[Collected data]
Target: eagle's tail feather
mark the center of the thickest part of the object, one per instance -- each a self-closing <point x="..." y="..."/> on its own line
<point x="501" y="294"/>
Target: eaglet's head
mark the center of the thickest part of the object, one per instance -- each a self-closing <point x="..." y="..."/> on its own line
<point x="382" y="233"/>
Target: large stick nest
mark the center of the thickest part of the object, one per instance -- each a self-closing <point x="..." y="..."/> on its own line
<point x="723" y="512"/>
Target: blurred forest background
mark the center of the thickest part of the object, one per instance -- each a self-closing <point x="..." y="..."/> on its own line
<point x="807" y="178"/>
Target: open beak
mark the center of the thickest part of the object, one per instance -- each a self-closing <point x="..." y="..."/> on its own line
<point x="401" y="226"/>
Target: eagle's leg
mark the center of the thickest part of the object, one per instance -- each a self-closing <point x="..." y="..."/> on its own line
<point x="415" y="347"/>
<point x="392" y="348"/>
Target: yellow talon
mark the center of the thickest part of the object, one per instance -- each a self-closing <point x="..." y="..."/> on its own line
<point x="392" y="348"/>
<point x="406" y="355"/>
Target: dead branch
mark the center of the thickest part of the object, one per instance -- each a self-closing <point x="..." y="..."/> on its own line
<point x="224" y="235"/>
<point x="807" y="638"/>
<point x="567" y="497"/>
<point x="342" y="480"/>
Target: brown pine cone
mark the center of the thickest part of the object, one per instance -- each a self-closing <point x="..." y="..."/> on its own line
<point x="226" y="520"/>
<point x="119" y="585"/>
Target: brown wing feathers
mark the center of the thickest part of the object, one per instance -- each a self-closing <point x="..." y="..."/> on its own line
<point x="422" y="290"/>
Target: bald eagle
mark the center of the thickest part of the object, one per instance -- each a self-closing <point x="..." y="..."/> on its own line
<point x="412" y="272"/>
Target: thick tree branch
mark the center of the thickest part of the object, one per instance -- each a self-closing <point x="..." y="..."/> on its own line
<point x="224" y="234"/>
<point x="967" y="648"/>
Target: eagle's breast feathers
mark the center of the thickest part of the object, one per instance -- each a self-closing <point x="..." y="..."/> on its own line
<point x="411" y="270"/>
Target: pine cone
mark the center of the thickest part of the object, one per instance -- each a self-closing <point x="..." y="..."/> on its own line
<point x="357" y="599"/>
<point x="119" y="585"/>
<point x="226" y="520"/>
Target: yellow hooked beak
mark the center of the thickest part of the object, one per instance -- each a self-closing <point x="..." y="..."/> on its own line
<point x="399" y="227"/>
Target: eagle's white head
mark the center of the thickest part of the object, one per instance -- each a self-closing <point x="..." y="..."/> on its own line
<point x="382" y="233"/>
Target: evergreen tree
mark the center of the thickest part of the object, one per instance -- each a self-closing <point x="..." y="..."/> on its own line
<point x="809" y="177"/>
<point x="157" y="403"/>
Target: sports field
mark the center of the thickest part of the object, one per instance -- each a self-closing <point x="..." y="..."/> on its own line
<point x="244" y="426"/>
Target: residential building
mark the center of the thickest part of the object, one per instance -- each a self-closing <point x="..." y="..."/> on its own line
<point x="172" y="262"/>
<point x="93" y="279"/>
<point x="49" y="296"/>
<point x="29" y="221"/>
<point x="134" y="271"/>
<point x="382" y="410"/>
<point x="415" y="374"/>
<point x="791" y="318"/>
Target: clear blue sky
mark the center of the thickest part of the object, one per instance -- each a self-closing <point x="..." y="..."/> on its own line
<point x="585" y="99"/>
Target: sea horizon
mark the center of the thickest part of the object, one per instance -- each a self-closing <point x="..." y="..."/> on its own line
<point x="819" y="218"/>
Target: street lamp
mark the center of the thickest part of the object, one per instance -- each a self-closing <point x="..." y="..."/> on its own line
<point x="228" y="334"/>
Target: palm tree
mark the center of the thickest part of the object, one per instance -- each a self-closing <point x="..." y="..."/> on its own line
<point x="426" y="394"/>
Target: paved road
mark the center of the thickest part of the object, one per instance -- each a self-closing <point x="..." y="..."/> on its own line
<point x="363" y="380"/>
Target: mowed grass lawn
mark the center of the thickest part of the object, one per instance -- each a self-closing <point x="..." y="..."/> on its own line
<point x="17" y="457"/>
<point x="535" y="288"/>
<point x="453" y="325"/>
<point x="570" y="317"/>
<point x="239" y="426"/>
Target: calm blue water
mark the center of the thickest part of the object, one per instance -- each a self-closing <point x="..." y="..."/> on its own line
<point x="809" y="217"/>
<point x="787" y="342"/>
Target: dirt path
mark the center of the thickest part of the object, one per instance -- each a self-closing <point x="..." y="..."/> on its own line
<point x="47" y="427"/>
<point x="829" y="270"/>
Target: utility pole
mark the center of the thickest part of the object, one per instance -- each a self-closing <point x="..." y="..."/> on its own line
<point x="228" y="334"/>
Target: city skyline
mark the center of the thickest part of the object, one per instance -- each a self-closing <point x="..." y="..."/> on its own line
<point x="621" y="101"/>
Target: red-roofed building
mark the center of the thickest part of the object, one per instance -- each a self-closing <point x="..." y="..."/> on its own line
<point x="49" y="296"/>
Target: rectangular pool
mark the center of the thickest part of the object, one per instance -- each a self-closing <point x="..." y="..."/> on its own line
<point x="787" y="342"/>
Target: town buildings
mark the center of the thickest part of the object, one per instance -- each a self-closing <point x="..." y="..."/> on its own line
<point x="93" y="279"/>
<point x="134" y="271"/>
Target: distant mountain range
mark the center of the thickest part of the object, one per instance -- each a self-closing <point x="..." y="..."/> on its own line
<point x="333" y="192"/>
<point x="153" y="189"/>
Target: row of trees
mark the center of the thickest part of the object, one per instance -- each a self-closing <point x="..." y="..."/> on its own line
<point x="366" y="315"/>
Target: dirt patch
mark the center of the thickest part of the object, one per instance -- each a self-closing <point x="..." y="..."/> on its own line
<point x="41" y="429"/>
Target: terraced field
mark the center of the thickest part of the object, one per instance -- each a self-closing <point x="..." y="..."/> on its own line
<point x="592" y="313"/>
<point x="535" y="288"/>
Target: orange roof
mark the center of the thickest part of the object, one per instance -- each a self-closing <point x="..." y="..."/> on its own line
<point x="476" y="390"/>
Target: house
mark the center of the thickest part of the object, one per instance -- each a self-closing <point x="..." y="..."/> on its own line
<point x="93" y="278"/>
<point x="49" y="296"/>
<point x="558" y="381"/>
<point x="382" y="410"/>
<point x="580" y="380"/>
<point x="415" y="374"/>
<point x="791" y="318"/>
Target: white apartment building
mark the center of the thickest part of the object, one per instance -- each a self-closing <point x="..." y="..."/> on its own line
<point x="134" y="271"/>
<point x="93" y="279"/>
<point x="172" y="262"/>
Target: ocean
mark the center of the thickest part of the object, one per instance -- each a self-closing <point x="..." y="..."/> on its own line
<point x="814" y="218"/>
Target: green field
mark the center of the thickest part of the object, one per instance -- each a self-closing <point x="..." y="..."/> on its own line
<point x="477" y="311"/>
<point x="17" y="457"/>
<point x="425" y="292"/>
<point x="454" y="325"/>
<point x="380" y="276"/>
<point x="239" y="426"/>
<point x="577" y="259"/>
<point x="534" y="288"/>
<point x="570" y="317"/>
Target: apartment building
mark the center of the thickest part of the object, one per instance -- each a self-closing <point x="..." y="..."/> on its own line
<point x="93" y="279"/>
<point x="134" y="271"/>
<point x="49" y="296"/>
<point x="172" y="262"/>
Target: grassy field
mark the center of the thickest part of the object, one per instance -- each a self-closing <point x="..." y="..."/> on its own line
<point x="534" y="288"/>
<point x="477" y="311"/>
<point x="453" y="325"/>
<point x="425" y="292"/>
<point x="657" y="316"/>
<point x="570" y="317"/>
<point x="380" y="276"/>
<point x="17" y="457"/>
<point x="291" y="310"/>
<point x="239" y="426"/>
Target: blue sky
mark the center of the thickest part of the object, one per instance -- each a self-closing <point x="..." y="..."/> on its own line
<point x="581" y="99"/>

#### Requirement
Find the line containing "Target: orange roof" in the material above. Print it and every line after it through the end, exactly and only those.

#### Finished task
Target: orange roof
mark the center of the thickest part of the object, one per instance -- each a self-closing <point x="..." y="..."/> on its own line
<point x="476" y="390"/>
Target: house
mark the center of the thickest part of the object, one per instance -- each a self-closing <point x="..." y="..."/> on its own line
<point x="93" y="278"/>
<point x="49" y="296"/>
<point x="558" y="381"/>
<point x="382" y="410"/>
<point x="580" y="380"/>
<point x="415" y="374"/>
<point x="791" y="318"/>
Target: white apartment building
mark the center of the thickest part of the object, one per instance -- each a self-closing <point x="..." y="..."/> on its own line
<point x="134" y="271"/>
<point x="93" y="279"/>
<point x="172" y="262"/>
Target: ocean
mark the center of the thickest part of the object, one per instance -- each a self-closing <point x="..." y="..."/> on its own line
<point x="814" y="218"/>
Target: green field
mark the center of the thickest part of the object, one per instance -- each a self-closing <point x="..." y="..."/> on its own line
<point x="477" y="311"/>
<point x="17" y="457"/>
<point x="425" y="292"/>
<point x="454" y="325"/>
<point x="380" y="276"/>
<point x="239" y="426"/>
<point x="577" y="259"/>
<point x="534" y="288"/>
<point x="570" y="317"/>
Target: apartment building
mark the center of the thickest part of the object, one per instance -- each a self-closing <point x="..." y="..."/> on its own line
<point x="93" y="279"/>
<point x="134" y="271"/>
<point x="49" y="296"/>
<point x="172" y="262"/>
Target: grassy field
mark the center of the thickest part of the object, one per instance -- each a self-closing <point x="..." y="..."/> on its own line
<point x="534" y="288"/>
<point x="477" y="311"/>
<point x="453" y="325"/>
<point x="425" y="292"/>
<point x="657" y="316"/>
<point x="570" y="317"/>
<point x="380" y="276"/>
<point x="17" y="457"/>
<point x="291" y="310"/>
<point x="239" y="426"/>
Target: blue sky
mark the center of the thickest part of the object, one per instance -- each a self-closing <point x="..." y="..."/> on its own line
<point x="581" y="99"/>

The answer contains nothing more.